= YOUR GOAL =
No picture belongs in the copy. Repeat each line below exactly.
[Start of Attachment]
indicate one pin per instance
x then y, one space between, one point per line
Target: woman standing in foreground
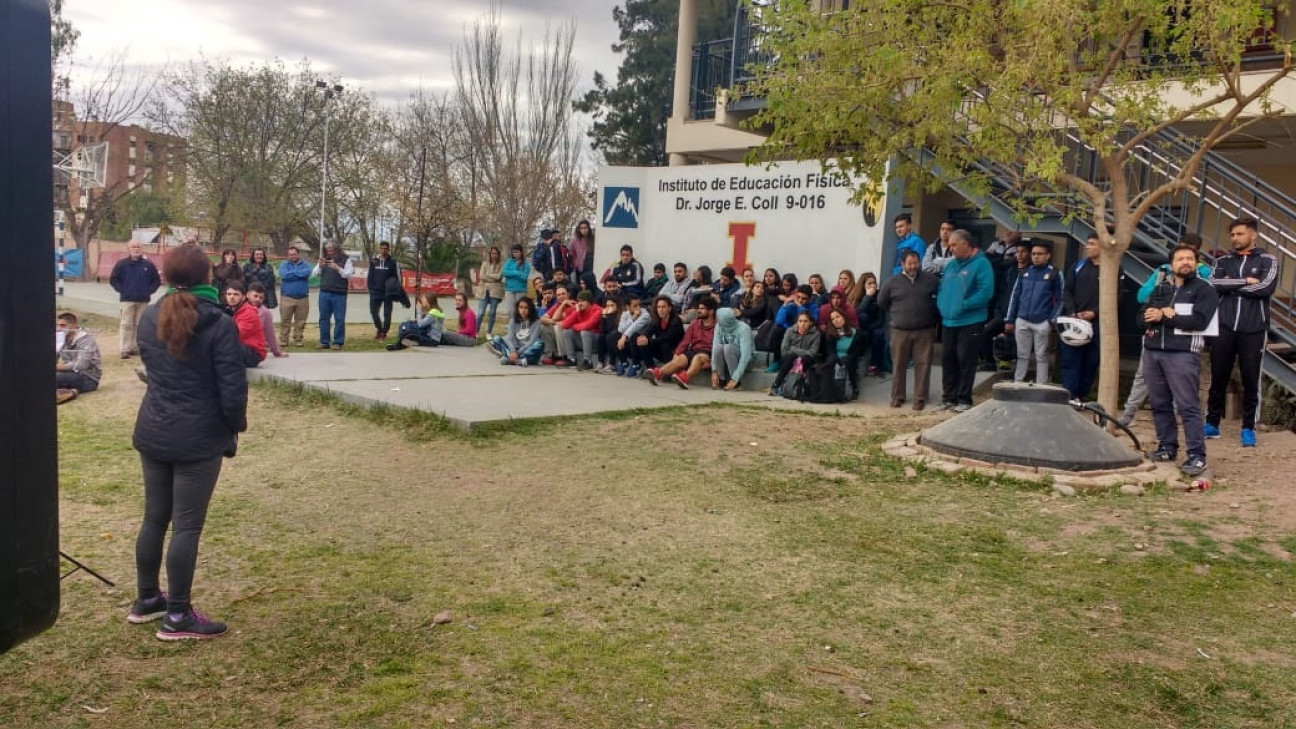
193 410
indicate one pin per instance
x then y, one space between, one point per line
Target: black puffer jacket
193 407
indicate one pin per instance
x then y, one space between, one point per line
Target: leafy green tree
630 117
1008 82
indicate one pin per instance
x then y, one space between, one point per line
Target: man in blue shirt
909 240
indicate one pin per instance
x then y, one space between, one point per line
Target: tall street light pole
329 94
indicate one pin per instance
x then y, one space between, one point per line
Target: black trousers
382 324
1247 350
176 494
962 346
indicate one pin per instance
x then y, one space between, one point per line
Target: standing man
135 279
294 297
1033 310
333 269
1080 300
907 240
629 273
78 366
910 304
382 269
1246 280
963 300
1177 313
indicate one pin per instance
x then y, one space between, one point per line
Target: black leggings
176 494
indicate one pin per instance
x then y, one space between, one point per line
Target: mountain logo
621 206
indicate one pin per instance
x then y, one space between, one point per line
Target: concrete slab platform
469 387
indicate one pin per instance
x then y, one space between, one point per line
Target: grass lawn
690 567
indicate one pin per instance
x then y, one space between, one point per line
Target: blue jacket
515 275
789 313
966 289
294 279
913 243
135 280
1037 295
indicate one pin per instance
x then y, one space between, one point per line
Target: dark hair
178 313
530 310
1244 221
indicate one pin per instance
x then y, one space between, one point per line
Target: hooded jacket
1195 305
966 289
730 330
193 407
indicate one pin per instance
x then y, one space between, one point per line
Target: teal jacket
729 330
966 291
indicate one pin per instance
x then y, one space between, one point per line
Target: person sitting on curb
521 345
802 344
257 300
634 321
579 331
732 348
252 336
694 353
427 328
659 340
79 366
551 324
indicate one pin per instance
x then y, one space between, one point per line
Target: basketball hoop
87 165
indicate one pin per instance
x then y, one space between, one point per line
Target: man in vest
333 270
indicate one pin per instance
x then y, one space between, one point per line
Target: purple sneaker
147 610
191 627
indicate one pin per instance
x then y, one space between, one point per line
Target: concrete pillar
684 40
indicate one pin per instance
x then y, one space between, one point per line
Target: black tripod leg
79 566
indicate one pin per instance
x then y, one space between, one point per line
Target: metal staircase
1221 191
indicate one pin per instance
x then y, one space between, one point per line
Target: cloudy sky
388 47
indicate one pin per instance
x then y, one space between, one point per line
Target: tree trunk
1108 327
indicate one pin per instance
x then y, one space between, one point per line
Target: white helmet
1075 332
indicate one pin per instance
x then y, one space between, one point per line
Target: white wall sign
791 217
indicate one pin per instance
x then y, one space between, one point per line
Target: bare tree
516 114
109 96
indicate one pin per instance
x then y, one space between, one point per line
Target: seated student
726 287
836 302
732 348
753 306
467 334
692 353
612 309
579 332
521 345
653 286
659 340
620 343
425 330
252 335
802 343
257 300
79 366
551 324
845 345
786 319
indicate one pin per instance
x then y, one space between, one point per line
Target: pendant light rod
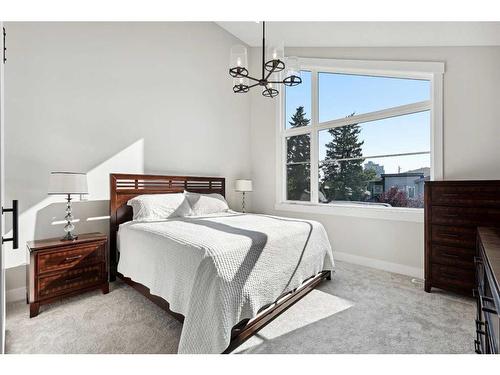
263 48
239 71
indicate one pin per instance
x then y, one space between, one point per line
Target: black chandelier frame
268 68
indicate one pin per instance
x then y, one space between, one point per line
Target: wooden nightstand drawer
62 283
467 216
64 268
70 257
466 195
454 235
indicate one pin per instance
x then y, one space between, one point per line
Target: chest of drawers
453 211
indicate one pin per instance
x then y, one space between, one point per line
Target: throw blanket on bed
217 270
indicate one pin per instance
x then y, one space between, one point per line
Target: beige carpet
361 310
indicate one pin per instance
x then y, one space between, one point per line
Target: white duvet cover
219 269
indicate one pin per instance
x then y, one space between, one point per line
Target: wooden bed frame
126 186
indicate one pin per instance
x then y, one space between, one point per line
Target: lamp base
69 237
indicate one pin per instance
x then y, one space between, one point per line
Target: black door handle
15 219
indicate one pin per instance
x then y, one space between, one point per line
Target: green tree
345 180
298 159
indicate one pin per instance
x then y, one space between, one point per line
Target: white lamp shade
68 183
243 185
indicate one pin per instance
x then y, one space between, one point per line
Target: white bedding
219 269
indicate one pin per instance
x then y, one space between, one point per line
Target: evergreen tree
344 180
298 159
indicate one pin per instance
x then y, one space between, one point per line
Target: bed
224 275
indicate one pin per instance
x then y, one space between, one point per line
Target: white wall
471 151
115 97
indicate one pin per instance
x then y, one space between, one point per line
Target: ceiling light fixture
241 78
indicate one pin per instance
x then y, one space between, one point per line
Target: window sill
415 215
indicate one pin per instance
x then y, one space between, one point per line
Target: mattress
217 270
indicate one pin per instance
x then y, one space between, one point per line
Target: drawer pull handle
68 259
488 310
448 255
477 347
450 275
453 235
73 278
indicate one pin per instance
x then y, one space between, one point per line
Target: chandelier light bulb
270 68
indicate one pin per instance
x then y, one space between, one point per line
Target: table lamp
243 186
68 183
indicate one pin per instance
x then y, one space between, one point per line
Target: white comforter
217 270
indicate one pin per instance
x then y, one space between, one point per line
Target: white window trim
432 71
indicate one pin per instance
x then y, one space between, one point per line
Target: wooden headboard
126 186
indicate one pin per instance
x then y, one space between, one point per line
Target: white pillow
204 204
151 207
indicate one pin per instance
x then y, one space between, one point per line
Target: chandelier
241 78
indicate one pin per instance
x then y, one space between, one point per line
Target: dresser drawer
454 235
467 195
464 216
453 256
449 277
62 259
65 282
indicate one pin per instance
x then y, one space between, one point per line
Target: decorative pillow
150 207
204 204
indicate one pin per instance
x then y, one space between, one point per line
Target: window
360 137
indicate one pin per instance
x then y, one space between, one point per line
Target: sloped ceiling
368 34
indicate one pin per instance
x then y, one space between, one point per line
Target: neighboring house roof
404 174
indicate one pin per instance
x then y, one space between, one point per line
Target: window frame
431 71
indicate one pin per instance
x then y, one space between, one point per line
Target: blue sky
341 95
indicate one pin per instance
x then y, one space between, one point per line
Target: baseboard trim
14 295
380 264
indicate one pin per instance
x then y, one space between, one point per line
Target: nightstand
60 268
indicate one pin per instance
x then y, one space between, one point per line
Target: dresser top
490 238
55 242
[End of Attachment]
= EXPECTED OUTPUT =
indicate one pin per instance
x then y, one space between, one point per line
Target: woman standing in foreground
193 410
indicate one pin per instance
x then y, one space between, one point per line
Target: black puffer jacket
193 407
indicate one pin per instance
x then y, one space between, one point per line
Target: leafy green tree
630 117
1008 82
indicate one pin per instance
x then y, one space between, one point per line
Target: man in blue shirt
909 240
indicate one pin per instance
x then y, one space between, one point per line
Target: tall street light pole
329 94
indicate one pin per instance
x then y, one space between, one point per line
Target: black trousers
382 324
1247 350
176 494
962 346
indicate one pin per instance
x then y, one space between, one point per line
Target: standing man
135 279
294 297
1033 310
333 269
1080 300
907 240
629 273
78 366
910 304
382 269
1246 280
963 300
1177 313
indicate one pin per instance
x then y, one space between, one point per line
Target: black leggings
176 494
indicate one pin per instance
x then y, one space between, one point per line
Target: mountain logo
621 206
indicate one pin per instance
x then y, one space between, one point per line
Target: concrete slab platform
469 387
indicate one pin per instance
x then y, one space between, one point per line
Target: grass lawn
690 567
indicate one pin per instance
x then y, one space between, one point per line
Target: blue jacket
515 275
789 313
966 289
294 279
913 243
135 280
1037 295
indicate one pin per instance
x then y, one space between, one point per line
Target: dark hair
178 313
530 310
1244 221
indicate one pin per instance
x then y, one space between, one point per line
Target: hooded jacket
1195 305
966 289
730 330
193 407
indicate one pin per instance
x then y, one space between, one point per line
Target: teal jacket
729 330
966 291
indicate one pin per instance
x then y, one space between, one point per line
Target: person sitting on curb
521 345
802 344
257 300
634 321
579 331
732 348
252 336
694 353
427 328
659 340
79 366
551 324
indicate one pin per instance
x then y, one space between, one point per line
Target: basketball hoop
87 165
indicate one pin per instance
x then y, one space between, one point per line
Target: man in vest
333 270
indicate one pin per instance
x then y, one space between, one point per line
Target: purple sneaker
147 610
191 627
indicate one pin per instance
x then y, one space between, one point per line
Target: concrete pillar
684 40
indicate one pin per instance
x then y, one space between, one point per line
Target: black tripod leg
79 566
indicate one pin per instance
x then y, one space between, one point per line
Target: metal staircase
1221 191
indicate one pin per instance
x then y, one space between, one point per line
Target: cloudy sky
388 47
indicate one pin per instance
x then y, one space between, one point per line
Target: tree trunk
1108 327
indicate one pin per instance
x then y, one space between, one point per line
Target: white helmet
1075 332
indicate one pin per instance
x then y, one space between, one point per line
Target: white wall sign
791 217
indicate one pin per instance
x then y, one space between, one point per line
Target: bare tree
516 114
109 96
indicate one pin per instance
x then y, one space between, one point per line
Target: seated student
726 287
836 302
732 348
753 306
467 334
692 353
612 309
579 332
521 345
653 286
659 340
620 343
425 330
252 335
802 343
257 300
79 366
551 324
845 345
786 319
indicate one pin per instance
x then y, one space between, one point per line
Target: pendant light rod
263 48
239 71
indicate one pin per instance
x then y, one space between, one point per line
Target: black chandelier frame
268 68
indicate one pin per instance
x then y, one space between, one point per line
Target: wooden nightstand drawer
62 283
467 216
64 268
70 257
466 195
454 235
indicate one pin per instance
x then y, one space between, one point per line
Target: chest of drawers
453 211
indicate one pin per instance
x then y, one space between, one point per line
Target: throw blanket on bed
217 270
indicate one pin per instance
x then y, one space between, one point per line
Target: beige carpet
361 310
indicate one pin per instance
x then y, one space between, one point per line
Target: white duvet cover
219 269
indicate one pin per instance
x then y, one space between, one point per line
Target: wooden bed frame
126 186
indicate one pin per instance
x then y, one space between, one point per line
Target: lamp base
69 237
indicate one pin per instance
x then y, one space between, one point per line
Target: black door handle
15 219
indicate one pin per instance
x then y, one space between, one point per line
Target: green tree
345 180
298 159
indicate one pin per instance
x then y, one space between, one point per line
Target: white lamp shade
68 183
243 185
indicate one pin per instance
x then y, one space between, one point per line
Target: white bedding
219 269
indicate one pin per instance
x then y, one space between, one point per line
Target: evergreen tree
344 180
298 159
indicate one pin per instance
x then y, one space between, one point per line
Target: bed
224 275
indicate one pin per instance
x then y, one space between, one point per line
Target: white wall
471 151
115 97
indicate one pin per instance
x then y, one space between, one point per line
Target: ceiling light fixture
241 78
indicate one pin per instance
x then y, one space between, one point per line
Target: window sill
415 215
indicate one pin per instance
x then y, one space between, one point per line
Target: mattress
217 270
indicate one pin per instance
x then y, one space between, one point per line
Target: drawer pull handle
68 259
488 310
448 255
477 347
450 275
453 235
73 278
indicate one pin per instance
x then y, one space between, one point per line
Target: chandelier light bulb
270 68
indicate one pin per instance
x then y, one space between, one point per line
Target: table lamp
243 186
68 183
indicate one pin per instance
x then y, one space between, one point per line
Target: white comforter
217 270
indicate one pin per instance
x then y, one space between, one point per line
Target: white window trim
432 71
indicate one pin per instance
x then y, one space between, one point per line
Target: wooden headboard
126 186
indicate one pin per instance
x then y, one space between, one point per line
Target: white pillow
204 204
151 207
indicate one pin per instance
x then y, one space between, one point per line
Target: chandelier
241 78
indicate one pin per instance
x then y, one space between, one point per line
Target: dresser drawer
454 235
467 195
464 216
453 256
449 277
62 259
65 282
indicate one pin per instance
x then y, one space between, one point per line
Target: decorative pillow
150 207
204 204
indicate one pin per instance
x then y, one space between, one point per line
Target: window
360 137
indicate one pin per instance
x then y, one space between, one point per line
Target: sloped ceiling
368 34
indicate one pin per instance
x then y, one space between, one point per line
Target: neighboring house roof
404 174
indicate one pin per instance
x then y, one space between, one point per line
Target: window frame
431 71
indicate one pin per instance
x then y, one space between, one point per line
Target: blue sky
341 95
indicate one pin per instance
x then y, one space between, one point per line
Target: baseboard trim
14 295
380 264
indicate one pin per instance
x then y, one space between, one point per line
Target: nightstand
60 268
indicate one pin per instance
x then y, one space between, one point per line
Target: dresser top
490 238
55 242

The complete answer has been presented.